- _Task brief_: Scan the records for "wing". Show the matching lines.

[Material provided — start]

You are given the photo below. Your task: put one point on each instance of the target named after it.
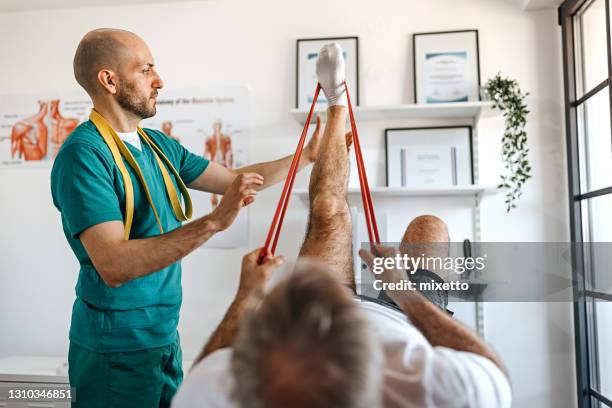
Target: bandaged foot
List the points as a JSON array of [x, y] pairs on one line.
[[330, 71]]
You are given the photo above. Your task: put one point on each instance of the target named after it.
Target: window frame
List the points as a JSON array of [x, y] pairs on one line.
[[583, 314]]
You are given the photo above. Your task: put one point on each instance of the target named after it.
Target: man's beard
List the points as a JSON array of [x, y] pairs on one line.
[[129, 100]]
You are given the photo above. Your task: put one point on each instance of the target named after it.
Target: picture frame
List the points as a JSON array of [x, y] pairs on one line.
[[307, 50], [429, 157], [446, 66]]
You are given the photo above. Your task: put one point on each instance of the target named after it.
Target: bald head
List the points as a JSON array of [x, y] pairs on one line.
[[426, 234], [104, 48]]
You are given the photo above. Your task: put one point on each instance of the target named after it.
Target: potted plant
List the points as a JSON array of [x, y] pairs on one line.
[[507, 97]]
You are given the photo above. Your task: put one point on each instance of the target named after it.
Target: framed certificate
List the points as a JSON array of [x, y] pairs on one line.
[[307, 51], [446, 67], [429, 157]]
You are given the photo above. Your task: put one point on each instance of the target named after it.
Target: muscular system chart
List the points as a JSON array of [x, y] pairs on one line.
[[32, 129]]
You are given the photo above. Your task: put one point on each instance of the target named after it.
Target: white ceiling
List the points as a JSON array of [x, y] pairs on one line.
[[26, 5], [537, 4]]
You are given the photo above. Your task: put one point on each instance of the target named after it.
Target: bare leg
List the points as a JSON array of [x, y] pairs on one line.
[[328, 237]]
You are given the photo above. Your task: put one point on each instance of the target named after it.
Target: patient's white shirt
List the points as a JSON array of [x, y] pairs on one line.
[[416, 374]]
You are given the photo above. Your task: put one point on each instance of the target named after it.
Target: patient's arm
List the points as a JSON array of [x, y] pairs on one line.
[[253, 279], [328, 237], [437, 327]]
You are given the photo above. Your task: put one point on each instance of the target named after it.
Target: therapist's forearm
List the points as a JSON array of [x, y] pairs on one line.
[[441, 330], [273, 171], [135, 258]]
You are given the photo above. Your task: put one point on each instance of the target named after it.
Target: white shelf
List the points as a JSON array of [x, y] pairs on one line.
[[468, 110], [471, 190]]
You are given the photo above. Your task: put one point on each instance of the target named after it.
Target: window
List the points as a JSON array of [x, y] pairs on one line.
[[587, 61]]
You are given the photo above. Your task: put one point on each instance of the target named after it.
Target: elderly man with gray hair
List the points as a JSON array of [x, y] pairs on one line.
[[311, 342]]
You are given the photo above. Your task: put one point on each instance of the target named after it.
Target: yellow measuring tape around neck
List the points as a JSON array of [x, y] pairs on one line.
[[119, 149]]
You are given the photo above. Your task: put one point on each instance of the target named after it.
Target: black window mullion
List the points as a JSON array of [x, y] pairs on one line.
[[601, 398], [592, 92], [593, 194], [608, 41], [567, 10], [599, 295]]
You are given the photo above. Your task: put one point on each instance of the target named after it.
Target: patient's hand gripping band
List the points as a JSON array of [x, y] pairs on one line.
[[281, 209]]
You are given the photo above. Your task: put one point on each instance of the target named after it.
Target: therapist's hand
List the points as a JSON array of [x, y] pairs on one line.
[[239, 194], [253, 277]]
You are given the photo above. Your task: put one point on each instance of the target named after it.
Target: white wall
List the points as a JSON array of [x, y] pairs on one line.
[[229, 42]]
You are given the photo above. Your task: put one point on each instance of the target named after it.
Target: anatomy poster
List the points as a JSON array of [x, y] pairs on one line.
[[212, 123], [33, 128]]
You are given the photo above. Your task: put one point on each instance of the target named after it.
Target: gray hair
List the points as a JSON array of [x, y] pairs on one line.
[[307, 345]]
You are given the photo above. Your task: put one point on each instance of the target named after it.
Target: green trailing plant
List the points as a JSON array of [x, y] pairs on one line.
[[507, 97]]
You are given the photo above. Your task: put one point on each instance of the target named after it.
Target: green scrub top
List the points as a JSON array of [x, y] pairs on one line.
[[87, 189]]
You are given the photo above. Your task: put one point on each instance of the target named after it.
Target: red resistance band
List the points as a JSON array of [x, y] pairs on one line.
[[281, 209]]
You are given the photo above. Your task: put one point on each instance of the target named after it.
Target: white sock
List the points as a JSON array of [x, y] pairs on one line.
[[330, 71]]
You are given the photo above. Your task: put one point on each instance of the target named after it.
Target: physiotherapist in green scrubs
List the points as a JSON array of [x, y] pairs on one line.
[[124, 346]]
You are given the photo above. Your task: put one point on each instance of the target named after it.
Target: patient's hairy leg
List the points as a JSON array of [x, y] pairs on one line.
[[328, 237]]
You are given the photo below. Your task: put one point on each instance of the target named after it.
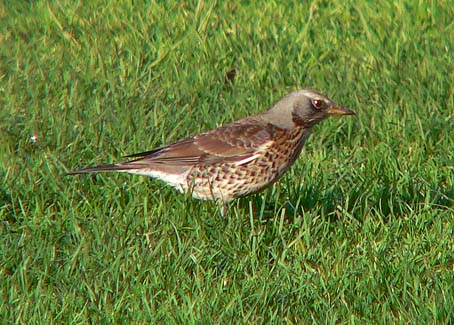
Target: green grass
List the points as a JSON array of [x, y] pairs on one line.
[[370, 234]]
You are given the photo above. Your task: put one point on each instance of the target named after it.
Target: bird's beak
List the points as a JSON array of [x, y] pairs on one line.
[[339, 110]]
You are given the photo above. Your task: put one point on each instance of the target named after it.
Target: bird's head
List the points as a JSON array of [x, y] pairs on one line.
[[305, 108]]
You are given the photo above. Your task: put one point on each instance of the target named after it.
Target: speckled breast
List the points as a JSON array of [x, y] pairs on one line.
[[227, 181]]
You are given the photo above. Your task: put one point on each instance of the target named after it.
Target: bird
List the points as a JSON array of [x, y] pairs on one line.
[[237, 159]]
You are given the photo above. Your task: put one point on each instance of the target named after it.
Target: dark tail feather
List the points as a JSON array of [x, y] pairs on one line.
[[102, 168]]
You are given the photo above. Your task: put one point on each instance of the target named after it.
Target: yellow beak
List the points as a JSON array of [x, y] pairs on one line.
[[339, 110]]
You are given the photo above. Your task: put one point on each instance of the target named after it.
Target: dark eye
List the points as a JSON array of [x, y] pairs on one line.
[[317, 103]]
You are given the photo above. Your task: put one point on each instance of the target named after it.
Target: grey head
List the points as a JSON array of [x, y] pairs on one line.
[[303, 108]]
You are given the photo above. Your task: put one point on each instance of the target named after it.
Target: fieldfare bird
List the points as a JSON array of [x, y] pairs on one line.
[[237, 159]]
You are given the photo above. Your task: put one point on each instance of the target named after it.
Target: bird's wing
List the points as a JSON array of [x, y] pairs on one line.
[[236, 143]]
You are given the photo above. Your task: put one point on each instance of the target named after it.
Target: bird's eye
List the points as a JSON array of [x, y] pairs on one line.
[[317, 103]]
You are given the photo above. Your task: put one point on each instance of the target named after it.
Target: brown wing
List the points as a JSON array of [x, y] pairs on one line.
[[233, 143]]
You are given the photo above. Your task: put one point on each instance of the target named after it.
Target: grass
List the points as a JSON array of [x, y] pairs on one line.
[[370, 235]]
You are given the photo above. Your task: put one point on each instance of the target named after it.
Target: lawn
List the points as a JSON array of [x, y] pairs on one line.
[[360, 230]]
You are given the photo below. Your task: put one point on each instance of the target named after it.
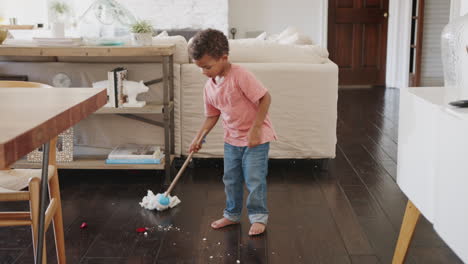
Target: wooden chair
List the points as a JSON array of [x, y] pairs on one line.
[[31, 217]]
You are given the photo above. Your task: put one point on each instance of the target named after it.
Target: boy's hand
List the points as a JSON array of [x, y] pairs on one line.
[[253, 137], [194, 146]]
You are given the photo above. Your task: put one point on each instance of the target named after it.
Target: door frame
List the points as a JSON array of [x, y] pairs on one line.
[[398, 41]]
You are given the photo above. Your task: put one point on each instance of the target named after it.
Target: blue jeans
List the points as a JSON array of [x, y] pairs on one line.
[[249, 165]]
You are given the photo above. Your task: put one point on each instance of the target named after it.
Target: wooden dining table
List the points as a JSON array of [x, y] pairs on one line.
[[31, 117]]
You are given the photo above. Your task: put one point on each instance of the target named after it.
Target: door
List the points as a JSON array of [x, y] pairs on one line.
[[357, 40]]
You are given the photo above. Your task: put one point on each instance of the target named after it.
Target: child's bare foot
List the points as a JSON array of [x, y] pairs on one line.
[[257, 229], [222, 223]]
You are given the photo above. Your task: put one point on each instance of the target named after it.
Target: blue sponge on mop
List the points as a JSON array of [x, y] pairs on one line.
[[160, 201]]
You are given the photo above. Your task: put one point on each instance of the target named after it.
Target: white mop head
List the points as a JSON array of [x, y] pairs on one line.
[[150, 202]]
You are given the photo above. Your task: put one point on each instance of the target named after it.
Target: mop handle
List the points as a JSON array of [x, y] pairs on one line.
[[187, 161]]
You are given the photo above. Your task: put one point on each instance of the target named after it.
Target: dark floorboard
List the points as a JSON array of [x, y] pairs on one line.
[[349, 214]]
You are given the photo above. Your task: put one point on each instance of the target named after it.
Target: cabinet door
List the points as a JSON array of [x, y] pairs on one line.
[[451, 184]]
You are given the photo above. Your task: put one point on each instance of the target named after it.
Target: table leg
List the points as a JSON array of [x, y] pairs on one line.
[[410, 219], [42, 202]]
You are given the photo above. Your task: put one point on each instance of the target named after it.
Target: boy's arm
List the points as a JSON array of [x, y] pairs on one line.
[[255, 130]]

[Material provided — finish]

- _Written solution_:
Target: bird's wing
Target: brown wing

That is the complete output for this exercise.